→ Trecho para leitura:

Bruna, Borges e o Outro
Onze de Agosto de 2001.Biblioteca Nacional em Buenos Aires.A palestra por se iniciar. No saguão, enquanto uns fumavam e outros contemplavam a galeria com as fotos dos imortais, um jovem brasileiro cochicha no ouvido da namorada: “Quem é este tal de Borges?”
A palestra versaria sobre o centenário de nascimento de outro argentino ilustre, o pensador e humanista Carlos Bernardo González Pecotche.
Recordei-me da linda atriz brasileira que se transformara em escritora e que numa infeliz entrevista dissera que nunca ouvira falar de Fernando Pessoa que eu conhecera tardiamente, em setenta e dois, como o poeta argentino, em noventa e dois. Quanta perda de tempo! Tempo perdido não volta mais, ele flui como o rio de Heráclito e a areia que desce firme e decidida na ampulheta.
Por muito tempo achei que àquele jovem iletrado faltava muita coisa. Depois compreendi que todos fomos iletrados um dia - se ainda não o somos - , e muitos tiveram paciência conosco. Bondade, mais bondade é o que faz falta; palavras mágicas que ecoavam em meus ouvidos há muito tempo, e que eu deveria ter lido nuns escritos de González Pecotche. Se eu não tenho paciência com os outros, como poderiam tê-la comigo? A Natureza ensina paciência. O sol ensina paciência.
Recordei-me do Livro de Areia, do Outro, onde Borges maduro encontrava com o outro Borges, o jovem, em 1969, ao norte de Boston, em Cambridge, e os dois conversam sobre a eternidade, a juventude, a velhice, a morte e a arte. Falam da família, do pai morto e seus gracejos contra a fé, o defunto com uma mão de criança sobre a mão de um gigante, e um Jesus a falar como um gaúcho através de parábolas, para não se comprometer.
Borges deixou um exemplo grandioso: a criação não depende dos olhos sãos, do computador ou da parafernália eletrônica. Foi capaz de produzir a parte ponderável de sua obra depois de adentrar a escuridão, desmistificando a idéia de que a tecnologia e a visão física perfeita pudessem trazer uma felicidade completa. Borges criou e sobreviveu, apesar da cegueira, como Cervantes, apesar da prisão.
O maior cego não é o que não pode ver, mas o que não quer entender.

→ Registros fornecidos:
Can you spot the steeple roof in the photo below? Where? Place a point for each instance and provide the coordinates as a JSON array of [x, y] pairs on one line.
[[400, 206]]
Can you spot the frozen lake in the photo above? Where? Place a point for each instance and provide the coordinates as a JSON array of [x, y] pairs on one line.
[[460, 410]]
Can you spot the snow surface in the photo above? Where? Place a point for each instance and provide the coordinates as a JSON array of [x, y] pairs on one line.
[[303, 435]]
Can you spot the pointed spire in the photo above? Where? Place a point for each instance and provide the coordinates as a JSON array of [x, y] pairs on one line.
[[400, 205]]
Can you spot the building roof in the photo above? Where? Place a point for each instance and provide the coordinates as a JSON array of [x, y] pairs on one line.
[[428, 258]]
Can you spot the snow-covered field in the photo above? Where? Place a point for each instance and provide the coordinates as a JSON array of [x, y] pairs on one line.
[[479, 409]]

→ Enunciado:
Troque "escuridão" por "penumbra" ao reescrever o trecho do texto sobre Borges que começa nas palavras "Recordei-me do Livro" e termina logo após "não quer entender.".

→ Resposta completa:
Recordei-me do Livro de Areia, do Outro, onde Borges maduro encontrava com o outro Borges, o jovem, em 1969, ao norte de Boston, em Cambridge, e os dois conversam sobre a eternidade, a juventude, a velhice, a morte e a arte. Falam da família, do pai morto e seus gracejos contra a fé, o defunto com uma mão de criança sobre a mão de um gigante, e um Jesus a falar como um gaúcho através de parábolas, para não se comprometer.
Borges deixou um exemplo grandioso: a criação não depende dos olhos sãos, do computador ou da parafernália eletrônica. Foi capaz de produzir a parte ponderável de sua obra depois de adentrar a penumbra, desmistificando a idéia de que a tecnologia e a visão física perfeita pudessem trazer uma felicidade completa. Borges criou e sobreviveu, apesar da cegueira, como Cervantes, apesar da prisão.
O maior cego não é o que não pode ver, mas o que não quer entender.